YOUR OBJECTIVE: The answer must be an exact copy of the records below, with every picture left out.
---- MATERIAL SHOWN
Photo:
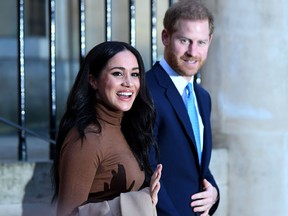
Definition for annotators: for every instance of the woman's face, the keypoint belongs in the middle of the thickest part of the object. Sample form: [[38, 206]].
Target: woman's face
[[119, 82]]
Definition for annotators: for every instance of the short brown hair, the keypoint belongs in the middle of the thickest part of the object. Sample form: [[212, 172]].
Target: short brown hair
[[188, 10]]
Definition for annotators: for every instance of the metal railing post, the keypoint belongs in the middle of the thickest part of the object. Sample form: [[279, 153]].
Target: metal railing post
[[82, 31], [153, 32], [22, 145], [108, 23], [132, 24]]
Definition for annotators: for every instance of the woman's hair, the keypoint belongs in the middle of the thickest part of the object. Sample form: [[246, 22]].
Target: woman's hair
[[137, 123], [188, 10]]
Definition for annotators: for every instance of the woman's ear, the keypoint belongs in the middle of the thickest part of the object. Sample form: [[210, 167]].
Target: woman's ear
[[92, 81]]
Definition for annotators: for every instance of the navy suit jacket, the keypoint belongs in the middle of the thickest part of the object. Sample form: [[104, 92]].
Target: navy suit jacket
[[182, 176]]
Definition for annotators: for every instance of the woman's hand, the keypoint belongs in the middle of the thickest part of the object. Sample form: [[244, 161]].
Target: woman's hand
[[155, 184]]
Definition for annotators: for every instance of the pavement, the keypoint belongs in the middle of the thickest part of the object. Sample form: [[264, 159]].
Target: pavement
[[25, 190]]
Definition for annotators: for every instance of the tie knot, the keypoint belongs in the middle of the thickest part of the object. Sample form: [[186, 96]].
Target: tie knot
[[189, 89]]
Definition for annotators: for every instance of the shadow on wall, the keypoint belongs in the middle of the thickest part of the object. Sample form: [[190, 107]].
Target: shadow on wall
[[38, 192]]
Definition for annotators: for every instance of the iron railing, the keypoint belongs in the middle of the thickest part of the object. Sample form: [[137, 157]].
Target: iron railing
[[22, 145]]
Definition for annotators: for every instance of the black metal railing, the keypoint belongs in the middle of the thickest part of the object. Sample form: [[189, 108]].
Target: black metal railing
[[22, 145]]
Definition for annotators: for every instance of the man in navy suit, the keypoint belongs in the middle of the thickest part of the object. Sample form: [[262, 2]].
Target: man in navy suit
[[187, 185]]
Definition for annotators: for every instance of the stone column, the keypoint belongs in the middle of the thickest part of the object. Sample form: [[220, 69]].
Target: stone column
[[247, 76]]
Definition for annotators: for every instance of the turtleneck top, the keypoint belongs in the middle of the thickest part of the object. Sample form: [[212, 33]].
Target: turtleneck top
[[99, 167]]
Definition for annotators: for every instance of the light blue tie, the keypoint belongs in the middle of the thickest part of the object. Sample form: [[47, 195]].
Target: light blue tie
[[192, 112]]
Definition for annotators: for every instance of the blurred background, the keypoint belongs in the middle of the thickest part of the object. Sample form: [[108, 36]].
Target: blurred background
[[246, 74]]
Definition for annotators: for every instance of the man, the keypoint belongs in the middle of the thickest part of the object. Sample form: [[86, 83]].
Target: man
[[187, 185]]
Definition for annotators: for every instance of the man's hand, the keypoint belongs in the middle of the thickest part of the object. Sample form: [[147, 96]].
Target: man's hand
[[203, 201]]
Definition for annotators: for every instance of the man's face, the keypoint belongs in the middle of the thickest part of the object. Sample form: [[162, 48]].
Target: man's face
[[186, 49]]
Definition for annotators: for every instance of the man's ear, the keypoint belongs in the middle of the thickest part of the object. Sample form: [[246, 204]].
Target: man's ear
[[92, 81], [165, 37]]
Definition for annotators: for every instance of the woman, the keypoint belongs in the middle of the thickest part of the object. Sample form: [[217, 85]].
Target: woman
[[106, 132]]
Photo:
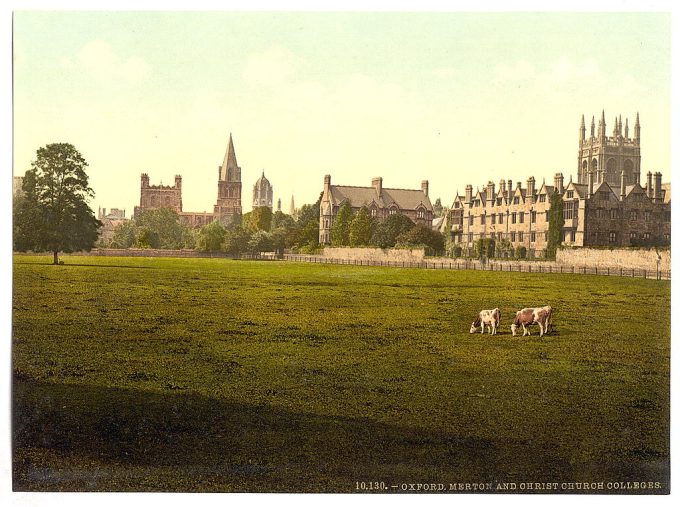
--------
RESPONSE:
Photo:
Definition for annotators: for every instance of the woman's face, the keypoint belongs in the middle of the thickest part of the object. Sample form: [[38, 206]].
Target: woman's face
[[119, 82]]
Definition for annotators: for every instance of the short brown hair, the keypoint belongs in the middle of the thickest part of the object. Sample form: [[212, 172]].
Target: short brown hair
[[188, 10]]
Definition for annotators: for every instance of the metal railing post, the keypoint belongs in the middle of the thickest part of the object. Sample form: [[279, 153]].
Target: metal railing post
[[82, 31], [153, 32], [22, 145], [108, 23], [132, 24]]
Definition for annotators: for every instance of the woman's hair, the keypoint belongs in the middle of the thickest part of the object. Sample form: [[246, 22]].
Target: woman's hair
[[137, 123], [188, 10]]
Definition for annotators: for every instance of the woman's ear, the keypoint belongs in the middle of the thickest part of the object. Sample form: [[210, 167]].
Target: woman's ear
[[92, 81]]
Definition for annotators: for every instance of the navy suit jacket, the keypoint belongs in the middle of the thickest part of the object. Sample form: [[104, 92]].
Target: navy suit jacket
[[182, 176]]
Definition for annotators: for every instance of the woman's hand, the keypoint belongs in the middle of the thickest part of the object. Sample form: [[244, 161]].
Target: woman's hand
[[155, 184]]
Definition for annotators: for every instance of the pavement, the keypoint belongs in the middle of the thickest part of the object. Sample form: [[264, 159]].
Target: pavement
[[25, 190]]
Definition for annotators: for every instance of the tie knot, the keypoint belongs in the middle of the thickest part of the object. Sample form: [[186, 96]].
Target: tie knot
[[189, 89]]
Definition for annotators: for every instance of the shadow on wall, the keypoint belongs in the middle of the thickest part of the object. Sample form: [[190, 107]].
Target: shadow on wall
[[38, 192]]
Definition for annotators: for every instance of the iron railing, the keypoint belongs in the middle of the thickest part of the object. Sample form: [[137, 157]].
Target: iron railing
[[22, 145]]
Definition for annotators: for every instance of the black metal railing, the keypoint belongs in the middle of the thickest part of the object. Sample form: [[189, 108]].
Target: black metal railing
[[22, 145]]
Definition for annotators: for every instance of the man in navy suit, the keypoint belongs in the middle of the thickest part of the object. Sample form: [[262, 2]].
Target: man in navy suit
[[187, 185]]
Definition for annotators: for every instance of the stone column, the keypoint belongs in the middle of the thickest part of the object. Sample form: [[220, 69]].
Target: stone column
[[247, 76]]
Definition for annotators: for every instance of the turtleneck top, the keypoint belongs in the middle of the thickest part of the object. Sample form: [[212, 33]].
Target: turtleneck top
[[99, 167]]
Definition for annotators: for every instance of the light blue tie, the keypoint belongs in the middle of the thickest part of the object. Sample form: [[47, 195]].
Target: light blue tie
[[192, 112]]
Definition for annotators: for every instance of the blurred background, the keypoint belongs in the middle of the thickest part of the object. Sample form: [[108, 36]].
Target: blurred background
[[246, 74]]
Definition for annotators: for every instance of the man, the keypoint belongs in the middle of the thickest part of the object. Sample form: [[86, 83]].
Target: man
[[187, 185]]
Definition for annotators: for every instance of the man's hand, the keypoint belongs in the middle of the thickest part of the object. Sample form: [[147, 96]].
Target: man's hand
[[203, 201]]
Definition for annotators: for every instance of the man's face, the keypoint belongs in the middle of the thickest part of the object. Sample form: [[162, 48]].
Target: man's face
[[186, 49]]
Definition for annotators: for every instance of the man's ear, the keypoint belongs in the middle of the thickest part of the object. Sample form: [[246, 204]].
Target: man's ear
[[92, 81], [165, 37]]
Definition for annotators: for every instance of the woman, the keypoint belongs in the middle of the thickest part of the object. Sample form: [[217, 85]].
Target: woman
[[106, 132]]
Photo:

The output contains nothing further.